Joel Eriksson EK stayed with the play after seeing his initial shot blocked, putting the rebound past Marc-Andre Fleury on the power play.
And the Wild converted on the man advantage again midway through the opening period thanks to Jared Spurgeon, who swept home the puck on the rebound.
Minnesota continued to pile on the misery for the Golden Knights in the middle frame as Kevin Fiala stuffed the puck into the net with the Vegas defense again letting down their netminder.
It was an ugly effort from the Vegas Golden Knights who continue to tread water rather than head in the right direction, and we broke down the game in our own unique way…
William Karlsson – Spoiler alert; this is the only entry in the good segment today.
On what was just a horrible night for the Vegas Golden Knights, they could at least take solace in the fact that they had their franchise center back.
And, not only was he back but William Karlsson was easily the best player on the ice for the Golden Knights.
Having not played since the 4-2 loss to the Buffalo Sabres on Jan. 14 due to a broken finger, Karlsson certainly didn’t suffer from any rust on Tuesday.
He was at the heart of everything good the Knights attempted in the offensive zone, producing a plethora of highlight-reel passes for his teammates.
Just a shame no one could take advantage of that vision.
Karlsson finished with 16:15 minutes of total ice time and his return is a timely one for the Golden Knights.
Effort – One of the first things that should be executed in any of the major sports is effort.
There is no excuse for not working hard but, unfortunately, there was a lack of hustle from the Golden Knights on Tuesday.
They were outfought and out-willed by a Minnesota team who had just traded away one of their better players in forward Jason Zucker to the Pittsburgh Penguins, seemingly signalling the start of a long rebuild.
However, the Knights couldn’t pounce on their opponents and it was the Wild who looked the more determined and energized of the two teams.
This was a bad one for the Vegas Golden Knights.

________

▶ **Things to do**
**1.** In the hockey recap, what injury had kept William Karlsson out of the lineup?
**2.** Duplicate the stretch of the hockey recap that opens with the words containing "Joel Eriksson EK" and closes with "down their netminder.".
**3.** Go on with the hockey recap from its last sentence.

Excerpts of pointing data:
________

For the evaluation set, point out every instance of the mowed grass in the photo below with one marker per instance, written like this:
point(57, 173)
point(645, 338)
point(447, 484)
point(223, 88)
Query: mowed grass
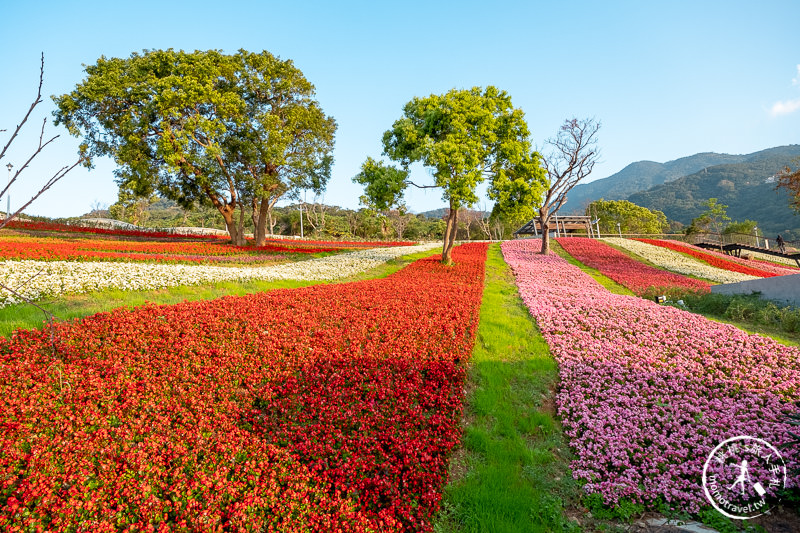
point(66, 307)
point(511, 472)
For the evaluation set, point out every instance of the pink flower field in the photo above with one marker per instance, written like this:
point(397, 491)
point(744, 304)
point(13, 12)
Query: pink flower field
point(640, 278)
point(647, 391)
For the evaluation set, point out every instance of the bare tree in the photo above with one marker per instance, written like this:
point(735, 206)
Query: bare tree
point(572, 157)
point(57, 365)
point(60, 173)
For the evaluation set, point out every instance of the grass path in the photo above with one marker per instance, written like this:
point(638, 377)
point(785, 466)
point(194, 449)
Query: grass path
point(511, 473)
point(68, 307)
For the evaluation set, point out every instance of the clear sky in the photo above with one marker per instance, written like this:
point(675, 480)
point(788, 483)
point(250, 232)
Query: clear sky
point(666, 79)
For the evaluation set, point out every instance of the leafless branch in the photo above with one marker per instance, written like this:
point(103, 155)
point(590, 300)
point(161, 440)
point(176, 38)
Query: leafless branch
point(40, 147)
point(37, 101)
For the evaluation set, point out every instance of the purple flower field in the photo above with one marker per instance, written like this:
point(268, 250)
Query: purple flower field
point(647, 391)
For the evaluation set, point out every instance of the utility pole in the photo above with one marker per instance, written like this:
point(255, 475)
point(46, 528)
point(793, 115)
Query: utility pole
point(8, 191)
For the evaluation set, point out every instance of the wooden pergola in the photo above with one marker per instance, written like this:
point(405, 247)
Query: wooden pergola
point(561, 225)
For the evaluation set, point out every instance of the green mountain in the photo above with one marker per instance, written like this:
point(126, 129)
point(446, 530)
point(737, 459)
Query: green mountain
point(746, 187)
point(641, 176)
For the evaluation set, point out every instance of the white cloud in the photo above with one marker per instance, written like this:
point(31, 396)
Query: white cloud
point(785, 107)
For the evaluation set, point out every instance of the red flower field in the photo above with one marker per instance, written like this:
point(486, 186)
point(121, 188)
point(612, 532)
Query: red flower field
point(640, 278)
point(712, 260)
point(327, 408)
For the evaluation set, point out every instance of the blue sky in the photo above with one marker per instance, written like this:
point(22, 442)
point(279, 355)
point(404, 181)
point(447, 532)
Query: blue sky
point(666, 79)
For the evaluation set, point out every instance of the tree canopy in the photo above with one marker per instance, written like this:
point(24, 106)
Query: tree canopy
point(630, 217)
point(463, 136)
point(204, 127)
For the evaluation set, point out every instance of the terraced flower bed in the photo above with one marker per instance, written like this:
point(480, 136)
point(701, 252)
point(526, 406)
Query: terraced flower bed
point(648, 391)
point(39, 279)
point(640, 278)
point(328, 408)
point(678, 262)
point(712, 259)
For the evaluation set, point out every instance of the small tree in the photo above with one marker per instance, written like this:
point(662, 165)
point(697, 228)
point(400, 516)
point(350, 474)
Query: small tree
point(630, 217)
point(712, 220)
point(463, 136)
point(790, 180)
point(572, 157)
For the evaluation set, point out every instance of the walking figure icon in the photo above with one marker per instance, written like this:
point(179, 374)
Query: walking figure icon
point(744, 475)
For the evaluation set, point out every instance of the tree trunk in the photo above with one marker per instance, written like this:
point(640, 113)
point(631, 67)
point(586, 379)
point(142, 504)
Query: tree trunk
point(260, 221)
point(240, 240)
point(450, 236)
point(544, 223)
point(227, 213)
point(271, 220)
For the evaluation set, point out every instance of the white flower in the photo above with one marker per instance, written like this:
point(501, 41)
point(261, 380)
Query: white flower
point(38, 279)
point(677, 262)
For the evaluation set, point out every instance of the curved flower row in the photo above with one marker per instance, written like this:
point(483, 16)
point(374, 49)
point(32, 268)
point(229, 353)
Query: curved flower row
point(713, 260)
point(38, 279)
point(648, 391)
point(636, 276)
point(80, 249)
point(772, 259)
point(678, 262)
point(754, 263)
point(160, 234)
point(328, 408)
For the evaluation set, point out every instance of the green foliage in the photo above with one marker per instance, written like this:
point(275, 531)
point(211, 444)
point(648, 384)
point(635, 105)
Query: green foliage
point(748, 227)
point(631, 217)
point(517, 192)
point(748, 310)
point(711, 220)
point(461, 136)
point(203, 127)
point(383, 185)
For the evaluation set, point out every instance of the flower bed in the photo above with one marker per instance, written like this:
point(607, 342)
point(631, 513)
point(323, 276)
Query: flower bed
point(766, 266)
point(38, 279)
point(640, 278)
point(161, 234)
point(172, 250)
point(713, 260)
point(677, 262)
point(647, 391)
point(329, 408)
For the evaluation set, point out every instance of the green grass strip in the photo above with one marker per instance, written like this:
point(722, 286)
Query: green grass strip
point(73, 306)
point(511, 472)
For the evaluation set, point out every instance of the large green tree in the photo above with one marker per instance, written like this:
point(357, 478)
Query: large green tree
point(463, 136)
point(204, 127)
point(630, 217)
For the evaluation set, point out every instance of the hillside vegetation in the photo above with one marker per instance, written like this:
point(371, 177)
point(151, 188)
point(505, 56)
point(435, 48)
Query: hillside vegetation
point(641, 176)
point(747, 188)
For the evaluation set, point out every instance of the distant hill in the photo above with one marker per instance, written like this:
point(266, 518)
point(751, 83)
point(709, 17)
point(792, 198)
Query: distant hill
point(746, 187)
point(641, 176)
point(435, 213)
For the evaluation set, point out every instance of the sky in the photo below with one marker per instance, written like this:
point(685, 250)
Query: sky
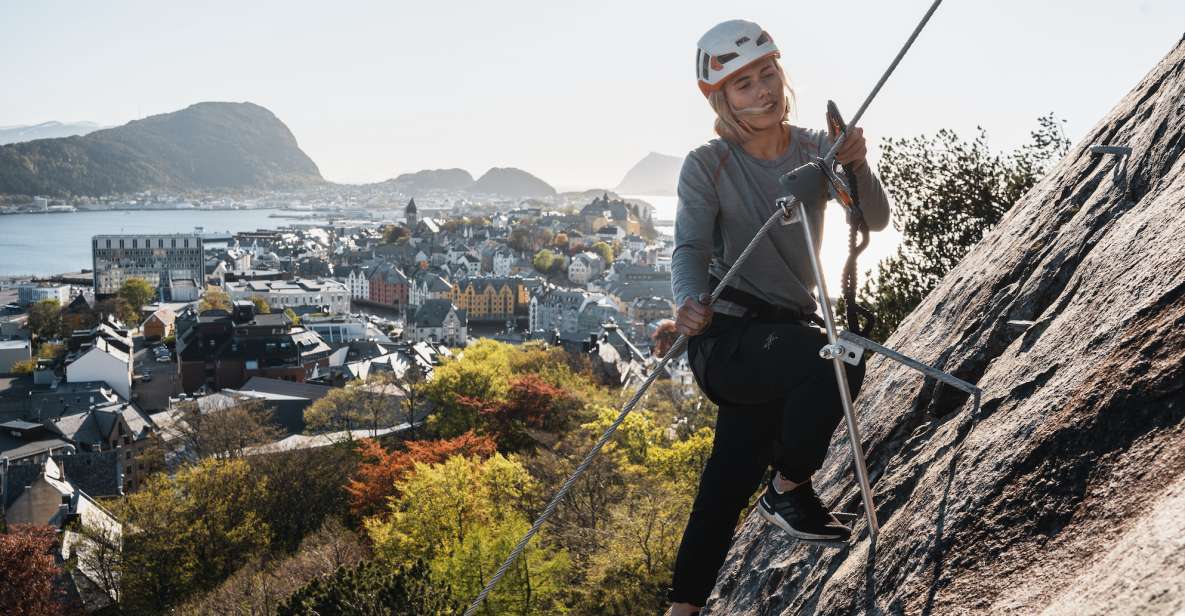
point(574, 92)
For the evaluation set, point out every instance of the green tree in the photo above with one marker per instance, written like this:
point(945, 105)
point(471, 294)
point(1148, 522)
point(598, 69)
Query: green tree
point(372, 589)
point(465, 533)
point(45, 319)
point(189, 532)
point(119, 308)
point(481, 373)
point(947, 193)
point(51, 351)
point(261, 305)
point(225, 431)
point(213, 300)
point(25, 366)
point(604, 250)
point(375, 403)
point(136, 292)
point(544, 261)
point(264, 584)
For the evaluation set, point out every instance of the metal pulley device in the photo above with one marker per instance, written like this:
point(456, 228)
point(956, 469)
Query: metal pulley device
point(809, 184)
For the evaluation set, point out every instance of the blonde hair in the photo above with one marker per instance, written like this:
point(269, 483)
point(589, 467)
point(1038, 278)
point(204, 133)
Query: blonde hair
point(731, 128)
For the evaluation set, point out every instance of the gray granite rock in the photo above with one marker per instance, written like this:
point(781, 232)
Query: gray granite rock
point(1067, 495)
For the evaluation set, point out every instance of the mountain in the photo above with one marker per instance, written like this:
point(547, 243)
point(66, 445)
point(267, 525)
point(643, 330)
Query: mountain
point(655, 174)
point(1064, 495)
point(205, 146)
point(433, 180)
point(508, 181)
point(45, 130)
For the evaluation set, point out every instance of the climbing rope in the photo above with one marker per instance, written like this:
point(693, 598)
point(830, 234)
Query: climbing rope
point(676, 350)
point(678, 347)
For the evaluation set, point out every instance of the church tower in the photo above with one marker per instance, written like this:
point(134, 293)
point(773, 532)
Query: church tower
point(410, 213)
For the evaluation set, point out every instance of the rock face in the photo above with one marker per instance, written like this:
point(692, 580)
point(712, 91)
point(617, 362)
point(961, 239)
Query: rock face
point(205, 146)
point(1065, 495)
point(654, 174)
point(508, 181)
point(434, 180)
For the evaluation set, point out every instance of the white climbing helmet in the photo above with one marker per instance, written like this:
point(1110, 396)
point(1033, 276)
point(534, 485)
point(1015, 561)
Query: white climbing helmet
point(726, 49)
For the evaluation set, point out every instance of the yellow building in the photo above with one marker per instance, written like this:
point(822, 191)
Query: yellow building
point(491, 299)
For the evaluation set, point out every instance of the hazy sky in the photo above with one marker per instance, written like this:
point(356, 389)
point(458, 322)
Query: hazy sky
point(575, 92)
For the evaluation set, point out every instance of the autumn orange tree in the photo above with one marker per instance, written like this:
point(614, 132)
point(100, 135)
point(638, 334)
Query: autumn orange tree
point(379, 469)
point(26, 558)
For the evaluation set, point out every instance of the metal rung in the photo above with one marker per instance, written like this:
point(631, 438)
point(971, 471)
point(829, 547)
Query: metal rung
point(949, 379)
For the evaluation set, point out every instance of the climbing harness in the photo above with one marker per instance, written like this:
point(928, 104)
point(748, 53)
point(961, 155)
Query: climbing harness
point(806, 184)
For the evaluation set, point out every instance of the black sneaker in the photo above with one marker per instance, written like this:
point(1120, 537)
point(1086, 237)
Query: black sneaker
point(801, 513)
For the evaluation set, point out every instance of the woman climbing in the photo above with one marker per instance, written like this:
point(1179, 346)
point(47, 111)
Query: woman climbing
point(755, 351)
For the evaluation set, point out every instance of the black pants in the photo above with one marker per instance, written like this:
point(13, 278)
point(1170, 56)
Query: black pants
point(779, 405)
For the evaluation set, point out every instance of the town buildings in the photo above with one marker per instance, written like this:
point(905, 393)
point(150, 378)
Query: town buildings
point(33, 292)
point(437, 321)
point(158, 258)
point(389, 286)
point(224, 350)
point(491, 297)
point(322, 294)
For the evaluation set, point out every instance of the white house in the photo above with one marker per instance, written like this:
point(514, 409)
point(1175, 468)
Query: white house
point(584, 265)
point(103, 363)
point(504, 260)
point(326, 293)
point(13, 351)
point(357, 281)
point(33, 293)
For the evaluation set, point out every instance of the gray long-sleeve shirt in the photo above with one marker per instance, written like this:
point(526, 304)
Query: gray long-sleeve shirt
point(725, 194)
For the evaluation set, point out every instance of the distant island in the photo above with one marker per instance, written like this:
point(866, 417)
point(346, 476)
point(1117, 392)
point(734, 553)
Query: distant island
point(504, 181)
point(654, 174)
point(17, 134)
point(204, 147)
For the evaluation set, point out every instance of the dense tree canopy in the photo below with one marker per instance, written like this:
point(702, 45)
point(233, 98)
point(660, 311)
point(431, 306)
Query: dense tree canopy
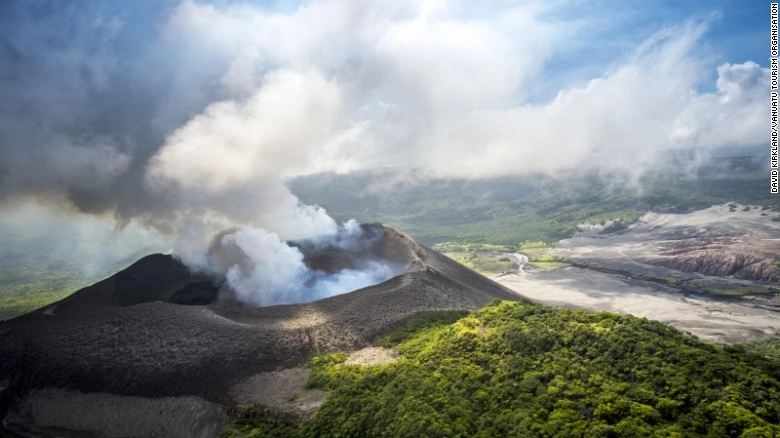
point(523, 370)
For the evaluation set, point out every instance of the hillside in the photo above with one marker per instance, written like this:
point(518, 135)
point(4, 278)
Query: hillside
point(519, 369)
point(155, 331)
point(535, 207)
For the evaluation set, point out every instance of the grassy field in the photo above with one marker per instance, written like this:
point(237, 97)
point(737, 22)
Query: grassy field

________

▶ **In response**
**1.** A broken finger.

**2.**
Joel Eriksson EK stayed with the play after seeing his initial shot blocked, putting the rebound past Marc-Andre Fleury on the power play.
And the Wild converted on the man advantage again midway through the opening period thanks to Jared Spurgeon, who swept home the puck on the rebound.
Minnesota continued to pile on the misery for the Golden Knights in the middle frame as Kevin Fiala stuffed the puck into the net with the Vegas defense again letting down their netminder.

**3.**
Defense – Man, this was a horrible effort from the Vegas blueline.
They left Marc-Andre Fleury out to hang who, despite allowing four goals on 20 shots before being pulled for Malcolm Subban, actually played well.
But Fleury was given no protection with two of the Wild’s goals coming off rebounds, with Minnesota doing a stellar job of crashing hard to the front of the net.
Look at the first goal, too. Joel Eriksson EK had a shot blocked but was allowed to pick up the play without any resistance, firing the puck past a stranded Fleury.
The Minnesota offense was crashing to the net, battling for loose pucks while the Knights were just standing around, content to let their opponent have their own way.
The Penalty Kill – After showing some signs of improvement under Head Coach Peter DeBoer, the PK units came back to earth with an almighty crash on Tuesday.
The Golden Knights allowed three power play goals from five attempts, including two in the first period, and they will all be ugly to watch back on tape.
Joel Eriksson EK was allowed to do whatever he wanted on the first goal, while both Jared Spurgeon and Zach Parise made the Vegas defense look silly by crashing hard to the net with little resistance.
The Golden Knights are currently ranked 22nd on the penalty kill in the NHL (78.0), and they will have to drastically improve on special teams if they are to go on a run down the stretch.